■ TASK DETAILS
Quote the records word for word, starting at the beginning and continuing through the line that contains "[[[82,12],[85,0],[65,0],[59,7],[62,14]]]", with both ends included. Leave out the pictures.

Records from a data source:
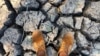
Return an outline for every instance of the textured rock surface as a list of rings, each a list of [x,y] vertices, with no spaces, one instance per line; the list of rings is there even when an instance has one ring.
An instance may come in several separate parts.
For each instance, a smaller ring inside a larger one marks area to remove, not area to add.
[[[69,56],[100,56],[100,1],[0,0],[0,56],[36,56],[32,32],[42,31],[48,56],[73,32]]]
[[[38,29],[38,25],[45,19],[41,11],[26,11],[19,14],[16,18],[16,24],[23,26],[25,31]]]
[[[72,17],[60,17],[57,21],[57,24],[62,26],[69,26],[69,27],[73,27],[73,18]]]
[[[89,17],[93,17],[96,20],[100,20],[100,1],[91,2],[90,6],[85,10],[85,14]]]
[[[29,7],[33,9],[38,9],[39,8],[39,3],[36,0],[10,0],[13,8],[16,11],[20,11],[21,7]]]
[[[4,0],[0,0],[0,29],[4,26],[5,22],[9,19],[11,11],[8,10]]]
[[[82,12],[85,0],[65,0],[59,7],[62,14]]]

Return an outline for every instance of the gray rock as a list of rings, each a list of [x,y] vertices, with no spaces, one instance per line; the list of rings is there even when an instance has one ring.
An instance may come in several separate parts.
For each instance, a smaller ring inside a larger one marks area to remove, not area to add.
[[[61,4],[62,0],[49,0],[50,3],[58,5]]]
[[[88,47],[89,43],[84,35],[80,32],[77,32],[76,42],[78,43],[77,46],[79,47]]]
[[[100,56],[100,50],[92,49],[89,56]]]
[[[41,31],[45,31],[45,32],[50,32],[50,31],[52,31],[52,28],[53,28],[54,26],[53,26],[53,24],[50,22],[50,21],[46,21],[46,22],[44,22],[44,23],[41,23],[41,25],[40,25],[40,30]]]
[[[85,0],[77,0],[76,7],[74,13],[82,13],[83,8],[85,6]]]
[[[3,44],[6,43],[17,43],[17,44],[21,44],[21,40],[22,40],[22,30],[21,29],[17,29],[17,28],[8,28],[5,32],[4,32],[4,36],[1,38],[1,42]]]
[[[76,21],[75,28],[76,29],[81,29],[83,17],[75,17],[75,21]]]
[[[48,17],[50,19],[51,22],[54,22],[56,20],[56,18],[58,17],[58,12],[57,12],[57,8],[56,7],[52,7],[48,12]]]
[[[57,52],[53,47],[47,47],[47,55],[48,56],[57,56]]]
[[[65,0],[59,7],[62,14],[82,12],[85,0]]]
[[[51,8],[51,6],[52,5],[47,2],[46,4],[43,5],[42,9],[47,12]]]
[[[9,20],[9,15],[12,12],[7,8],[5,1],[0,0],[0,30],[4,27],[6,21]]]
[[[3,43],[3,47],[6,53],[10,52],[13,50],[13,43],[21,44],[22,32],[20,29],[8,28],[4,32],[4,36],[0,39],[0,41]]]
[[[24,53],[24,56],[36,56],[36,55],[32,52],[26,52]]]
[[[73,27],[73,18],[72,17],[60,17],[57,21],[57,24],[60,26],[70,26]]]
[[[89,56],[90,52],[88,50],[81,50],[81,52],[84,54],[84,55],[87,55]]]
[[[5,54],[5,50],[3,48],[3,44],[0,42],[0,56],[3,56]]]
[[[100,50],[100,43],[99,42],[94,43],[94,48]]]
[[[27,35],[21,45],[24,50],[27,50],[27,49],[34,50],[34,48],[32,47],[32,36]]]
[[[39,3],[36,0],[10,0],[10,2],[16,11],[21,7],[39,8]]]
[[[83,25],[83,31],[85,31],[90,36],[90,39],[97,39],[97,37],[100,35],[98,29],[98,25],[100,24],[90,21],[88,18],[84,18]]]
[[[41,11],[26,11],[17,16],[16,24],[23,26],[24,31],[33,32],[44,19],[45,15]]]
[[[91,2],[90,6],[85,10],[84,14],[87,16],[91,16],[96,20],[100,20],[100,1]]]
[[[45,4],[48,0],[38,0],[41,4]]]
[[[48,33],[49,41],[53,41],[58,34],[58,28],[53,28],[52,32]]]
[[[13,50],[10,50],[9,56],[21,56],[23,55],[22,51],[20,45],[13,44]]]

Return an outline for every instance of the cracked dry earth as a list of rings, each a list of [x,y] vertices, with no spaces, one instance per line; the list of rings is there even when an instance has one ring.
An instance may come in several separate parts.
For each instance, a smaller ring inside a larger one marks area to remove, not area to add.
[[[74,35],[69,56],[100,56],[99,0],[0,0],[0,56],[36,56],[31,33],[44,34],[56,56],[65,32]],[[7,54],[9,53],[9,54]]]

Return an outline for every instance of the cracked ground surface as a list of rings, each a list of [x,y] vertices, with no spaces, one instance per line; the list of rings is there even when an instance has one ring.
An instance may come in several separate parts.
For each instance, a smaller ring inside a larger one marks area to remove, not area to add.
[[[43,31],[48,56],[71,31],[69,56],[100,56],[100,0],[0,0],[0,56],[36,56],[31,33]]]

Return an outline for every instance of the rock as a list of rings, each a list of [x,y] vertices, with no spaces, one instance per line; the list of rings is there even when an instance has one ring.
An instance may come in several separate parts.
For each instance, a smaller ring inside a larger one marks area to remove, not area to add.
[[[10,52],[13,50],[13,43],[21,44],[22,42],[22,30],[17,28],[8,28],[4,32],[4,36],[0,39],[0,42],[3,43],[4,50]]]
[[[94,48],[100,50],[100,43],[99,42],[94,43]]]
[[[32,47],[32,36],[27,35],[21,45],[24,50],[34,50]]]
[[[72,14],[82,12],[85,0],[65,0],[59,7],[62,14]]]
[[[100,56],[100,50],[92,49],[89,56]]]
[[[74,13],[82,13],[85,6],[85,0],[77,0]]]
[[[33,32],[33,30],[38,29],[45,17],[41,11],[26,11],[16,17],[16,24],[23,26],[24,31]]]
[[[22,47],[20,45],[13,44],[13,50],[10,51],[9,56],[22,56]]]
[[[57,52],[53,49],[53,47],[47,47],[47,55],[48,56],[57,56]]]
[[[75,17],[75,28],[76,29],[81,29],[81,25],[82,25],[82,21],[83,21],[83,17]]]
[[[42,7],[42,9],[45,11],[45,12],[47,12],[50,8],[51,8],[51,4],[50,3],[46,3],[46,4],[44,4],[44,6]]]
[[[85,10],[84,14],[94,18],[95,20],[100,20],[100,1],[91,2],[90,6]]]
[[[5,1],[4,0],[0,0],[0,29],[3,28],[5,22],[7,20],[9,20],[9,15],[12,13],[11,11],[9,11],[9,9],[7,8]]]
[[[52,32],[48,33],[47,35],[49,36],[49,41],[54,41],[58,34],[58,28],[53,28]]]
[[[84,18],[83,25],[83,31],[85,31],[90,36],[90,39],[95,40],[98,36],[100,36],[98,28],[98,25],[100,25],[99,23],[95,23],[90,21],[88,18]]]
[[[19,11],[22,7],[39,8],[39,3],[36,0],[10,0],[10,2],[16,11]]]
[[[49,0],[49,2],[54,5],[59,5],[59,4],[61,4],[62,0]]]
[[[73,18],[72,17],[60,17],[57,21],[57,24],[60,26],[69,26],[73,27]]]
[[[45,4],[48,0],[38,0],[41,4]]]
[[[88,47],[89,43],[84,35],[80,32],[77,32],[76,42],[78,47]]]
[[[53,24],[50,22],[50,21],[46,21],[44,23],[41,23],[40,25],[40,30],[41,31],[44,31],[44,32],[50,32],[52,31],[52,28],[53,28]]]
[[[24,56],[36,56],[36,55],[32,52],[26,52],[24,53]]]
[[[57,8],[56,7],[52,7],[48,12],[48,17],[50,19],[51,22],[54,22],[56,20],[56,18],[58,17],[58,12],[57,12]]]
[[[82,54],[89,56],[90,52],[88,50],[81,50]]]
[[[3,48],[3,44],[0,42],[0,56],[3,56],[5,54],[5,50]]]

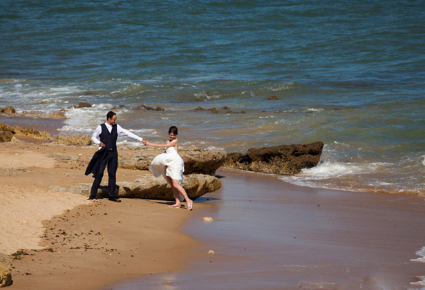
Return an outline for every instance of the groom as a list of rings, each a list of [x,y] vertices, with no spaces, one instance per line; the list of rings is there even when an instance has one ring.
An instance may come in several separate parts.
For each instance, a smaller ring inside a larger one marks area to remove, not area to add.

■ FULL OUTPUT
Return an outline for every instance of the textured rock surface as a list of rings, each a list of [x,y] vertices, with no spaces, one instance per line; the list of rings is there even when an instance has one ring.
An instance may come in several separate parts.
For each instance, a smaller ring inside a larger one marks area to remove, not area to add.
[[[69,56],[100,56],[100,1],[0,0],[0,56],[36,56],[32,32],[42,31],[48,56],[73,32]]]
[[[38,29],[38,25],[45,19],[41,11],[26,11],[19,14],[16,18],[16,24],[23,26],[25,31]]]
[[[72,17],[60,17],[57,21],[57,24],[62,26],[69,26],[69,27],[73,27],[73,18]]]
[[[89,17],[93,17],[96,20],[100,20],[100,1],[91,2],[90,6],[85,10],[85,14]]]
[[[29,7],[33,9],[38,9],[39,8],[39,3],[36,0],[10,0],[13,8],[16,11],[20,11],[21,7]]]
[[[4,0],[0,0],[0,29],[4,26],[5,22],[9,19],[11,11],[8,10]]]
[[[82,12],[85,0],[65,0],[59,7],[62,14]]]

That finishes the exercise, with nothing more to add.